*WHAT YOU ARE ASKED TO DO:*
Extract each line of the records below that contains the word "chef", and treat case as significant when matching.

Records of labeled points
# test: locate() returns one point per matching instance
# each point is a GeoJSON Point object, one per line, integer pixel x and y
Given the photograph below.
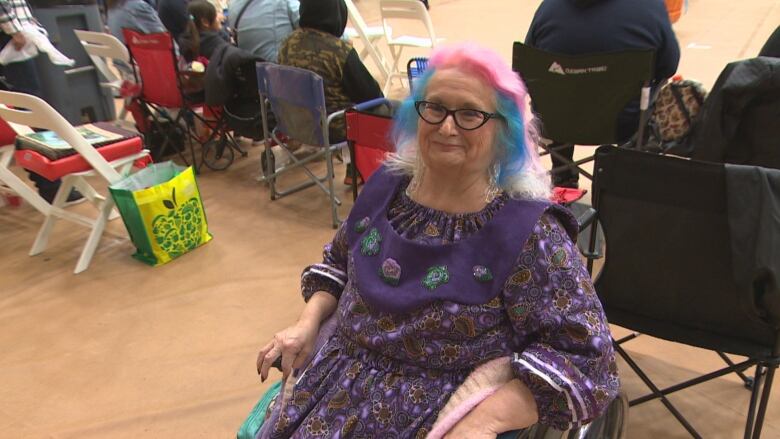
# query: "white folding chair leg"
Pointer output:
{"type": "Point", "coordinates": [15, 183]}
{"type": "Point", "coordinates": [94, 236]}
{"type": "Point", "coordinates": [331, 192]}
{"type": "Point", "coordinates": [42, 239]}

...

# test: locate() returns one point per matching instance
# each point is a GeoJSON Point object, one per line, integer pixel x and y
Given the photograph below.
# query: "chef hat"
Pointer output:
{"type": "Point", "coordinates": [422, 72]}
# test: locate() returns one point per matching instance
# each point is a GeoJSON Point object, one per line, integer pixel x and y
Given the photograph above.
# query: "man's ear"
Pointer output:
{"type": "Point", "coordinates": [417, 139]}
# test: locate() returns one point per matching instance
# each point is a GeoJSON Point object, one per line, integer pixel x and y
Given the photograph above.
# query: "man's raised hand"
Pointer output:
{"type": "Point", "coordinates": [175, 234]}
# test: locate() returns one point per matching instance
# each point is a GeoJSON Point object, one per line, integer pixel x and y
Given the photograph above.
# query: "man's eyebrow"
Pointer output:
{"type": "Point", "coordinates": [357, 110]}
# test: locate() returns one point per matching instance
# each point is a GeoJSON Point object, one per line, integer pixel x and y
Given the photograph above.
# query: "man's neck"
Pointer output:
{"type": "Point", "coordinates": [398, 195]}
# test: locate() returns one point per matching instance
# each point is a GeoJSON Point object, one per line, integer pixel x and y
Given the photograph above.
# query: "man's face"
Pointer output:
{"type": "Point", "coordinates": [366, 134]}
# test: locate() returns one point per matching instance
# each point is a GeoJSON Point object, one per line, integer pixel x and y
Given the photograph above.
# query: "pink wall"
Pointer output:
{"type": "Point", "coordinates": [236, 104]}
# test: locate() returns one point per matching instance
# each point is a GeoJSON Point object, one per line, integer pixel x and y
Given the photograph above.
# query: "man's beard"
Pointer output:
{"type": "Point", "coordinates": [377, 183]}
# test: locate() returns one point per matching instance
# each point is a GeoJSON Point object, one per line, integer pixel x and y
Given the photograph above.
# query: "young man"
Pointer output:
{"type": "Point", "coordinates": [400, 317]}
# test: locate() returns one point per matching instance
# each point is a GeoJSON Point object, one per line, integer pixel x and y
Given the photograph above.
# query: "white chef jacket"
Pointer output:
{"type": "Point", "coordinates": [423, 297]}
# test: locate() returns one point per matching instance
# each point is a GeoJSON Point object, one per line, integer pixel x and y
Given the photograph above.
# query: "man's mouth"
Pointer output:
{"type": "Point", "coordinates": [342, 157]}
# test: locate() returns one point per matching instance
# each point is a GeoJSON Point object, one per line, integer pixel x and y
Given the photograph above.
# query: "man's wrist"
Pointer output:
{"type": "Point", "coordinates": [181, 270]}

*TASK OUTPUT:*
# query: "chef hat"
# query: "white chef jacket"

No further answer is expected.